WORK ORDER » Each entry, in full: reproduce it exactly.

MATERIAL PROVIDED »
· · · · ·
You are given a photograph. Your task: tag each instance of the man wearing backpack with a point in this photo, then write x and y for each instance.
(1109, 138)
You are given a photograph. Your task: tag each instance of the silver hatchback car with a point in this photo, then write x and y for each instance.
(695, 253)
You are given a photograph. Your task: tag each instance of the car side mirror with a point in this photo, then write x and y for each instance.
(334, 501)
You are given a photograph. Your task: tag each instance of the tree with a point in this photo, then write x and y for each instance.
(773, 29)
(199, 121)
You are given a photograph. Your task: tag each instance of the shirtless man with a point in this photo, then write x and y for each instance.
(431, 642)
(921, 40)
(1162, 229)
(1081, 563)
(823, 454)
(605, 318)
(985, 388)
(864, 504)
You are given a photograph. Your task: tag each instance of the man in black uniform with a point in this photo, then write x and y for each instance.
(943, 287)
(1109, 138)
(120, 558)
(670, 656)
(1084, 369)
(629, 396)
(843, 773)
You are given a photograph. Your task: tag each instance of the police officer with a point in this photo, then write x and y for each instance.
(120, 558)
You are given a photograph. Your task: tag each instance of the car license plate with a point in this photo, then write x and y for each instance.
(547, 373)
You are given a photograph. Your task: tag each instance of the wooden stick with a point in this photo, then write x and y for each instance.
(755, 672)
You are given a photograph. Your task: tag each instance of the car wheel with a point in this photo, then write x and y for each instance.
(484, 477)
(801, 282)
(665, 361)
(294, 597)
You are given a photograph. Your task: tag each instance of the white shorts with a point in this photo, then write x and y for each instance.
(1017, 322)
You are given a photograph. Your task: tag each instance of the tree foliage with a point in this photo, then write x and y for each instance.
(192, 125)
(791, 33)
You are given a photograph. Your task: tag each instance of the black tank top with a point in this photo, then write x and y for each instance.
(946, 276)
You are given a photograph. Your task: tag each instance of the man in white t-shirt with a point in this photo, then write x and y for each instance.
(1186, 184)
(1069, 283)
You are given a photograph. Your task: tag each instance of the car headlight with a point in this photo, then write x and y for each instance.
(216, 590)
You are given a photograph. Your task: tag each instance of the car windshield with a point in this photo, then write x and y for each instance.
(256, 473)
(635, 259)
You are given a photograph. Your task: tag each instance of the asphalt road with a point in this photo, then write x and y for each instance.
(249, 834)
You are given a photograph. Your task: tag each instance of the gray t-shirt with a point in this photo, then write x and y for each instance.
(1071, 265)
· · · · ·
TASK OUTPUT »
You are given a photograph. Your task: tag each instance of the man wearing backpack with a point in this photo, then write x and y for each instance.
(1109, 138)
You are given a photograph. Your task: tag each instance of the silver hatchback car with a point in this photo, then write x and y for each instance.
(695, 253)
You are given a photograph. Your task: tag each instance of the car side mirror with a point in this photo, then write x and y for each instance.
(334, 501)
You are given a photograph. Your task: tag each instance of the tree with a point in this photo, then write x and y for each instance.
(773, 29)
(199, 121)
You are given a photograph. Your task: tag each instance of the shirtless man with a point in this photo, then write x and y for each instance.
(431, 642)
(921, 40)
(1162, 229)
(1081, 563)
(823, 454)
(605, 318)
(985, 388)
(864, 504)
You are given a photograph. Your task: tag each instance of the man in black uniform with a point in this photo, then write x and y for each instance.
(943, 287)
(1109, 138)
(120, 558)
(670, 656)
(1084, 369)
(629, 396)
(843, 773)
You are given a photograph. Your task: tag each instance of the police officer with a point in this photo, then write x and y for each instance.
(120, 558)
You are given a photograph. Your task: tag each instance of the car license plate with a point in this photo, then write x and y for each instance.
(547, 373)
You are given a photograph. Your task: tag each instance of the wooden stick with a point in this photo, then write x and y for each instance.
(755, 672)
You are given a photograph. Your task: tag each instance of the car wheel with a point in this photo, then write x and y for each instance.
(484, 477)
(801, 282)
(665, 361)
(294, 597)
You are given a photograph. Your task: tag each instance of the white shorts with a point in this photo, then write x and y for each instance.
(1017, 322)
You are given a photograph. Your task: tag each instance of the tree foliage with a point in this photo, then write x and y for each instance.
(192, 125)
(791, 33)
You are given a photograph. Your task: tag each instance of the black tank top with a point in this photo, then write x and y for each instance.
(946, 276)
You are given a photograph. Your task: tag each instance of the man in white t-shirt with a point in this photo, then write x and y for each instance.
(1186, 184)
(1069, 283)
You are given a photograph. Your task: tag each instance of the car headlight with a point in this photo, then write x and y for each instance.
(216, 590)
You are given a photograph. Your task: tag each instance of the car windshield with a point in this photo, then write x and y for each instance.
(256, 473)
(635, 259)
You are given a photograph. Your task: tag each instance of the asphalt road with a point in this photo, then write x and y for each instance.
(249, 834)
You are given a photograph. Your task: tag each instance of the gray t-shirt with a point in this photo, then write x and y for each instance.
(1071, 265)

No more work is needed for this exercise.